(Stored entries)

──────────────────────────────

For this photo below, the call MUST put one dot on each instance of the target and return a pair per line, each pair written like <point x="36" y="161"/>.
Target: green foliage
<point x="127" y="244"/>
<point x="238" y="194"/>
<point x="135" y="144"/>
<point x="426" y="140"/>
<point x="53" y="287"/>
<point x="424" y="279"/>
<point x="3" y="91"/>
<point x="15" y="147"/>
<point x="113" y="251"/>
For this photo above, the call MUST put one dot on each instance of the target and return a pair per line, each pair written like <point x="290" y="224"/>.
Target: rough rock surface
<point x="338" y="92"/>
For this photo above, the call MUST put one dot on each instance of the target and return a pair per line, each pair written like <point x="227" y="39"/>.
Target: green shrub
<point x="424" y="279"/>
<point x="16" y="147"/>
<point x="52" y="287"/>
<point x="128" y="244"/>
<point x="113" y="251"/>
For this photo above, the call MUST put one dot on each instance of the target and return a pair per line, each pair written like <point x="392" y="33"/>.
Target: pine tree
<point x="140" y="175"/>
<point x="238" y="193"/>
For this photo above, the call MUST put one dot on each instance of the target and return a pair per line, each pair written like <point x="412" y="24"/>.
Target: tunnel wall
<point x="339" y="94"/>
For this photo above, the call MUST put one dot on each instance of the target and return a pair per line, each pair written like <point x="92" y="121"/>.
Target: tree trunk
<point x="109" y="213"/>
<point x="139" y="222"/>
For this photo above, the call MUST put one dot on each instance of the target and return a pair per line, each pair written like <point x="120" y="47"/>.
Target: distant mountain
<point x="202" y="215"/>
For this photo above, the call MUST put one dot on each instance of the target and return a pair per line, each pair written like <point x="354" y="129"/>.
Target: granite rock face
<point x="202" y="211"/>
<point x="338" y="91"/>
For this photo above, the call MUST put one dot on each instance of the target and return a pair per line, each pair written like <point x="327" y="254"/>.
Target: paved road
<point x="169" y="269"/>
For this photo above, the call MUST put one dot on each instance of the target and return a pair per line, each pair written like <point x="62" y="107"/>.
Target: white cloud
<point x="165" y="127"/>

──────────────────────────────

PROBLEM TO WORK ON: Only the lines from the one with "Target: distant mountain" through the end of the data should be printed, each exactly as it appears.

TASK RESULT:
Target: distant mountain
<point x="202" y="215"/>
For this photo above, the call MUST put one dot on each instance of the target and return a pair per line, each pair written like <point x="354" y="129"/>.
Target: granite rock face
<point x="202" y="211"/>
<point x="338" y="91"/>
For this photo above, the call MUST put one dot on each instance of the target and return a pair per line, each pair written like <point x="327" y="254"/>.
Target: paved road
<point x="169" y="269"/>
For this photo above, the call MUST put one dot on each instance of the target and return a pair per line, each pair written like <point x="62" y="107"/>.
Target: white cloud
<point x="165" y="127"/>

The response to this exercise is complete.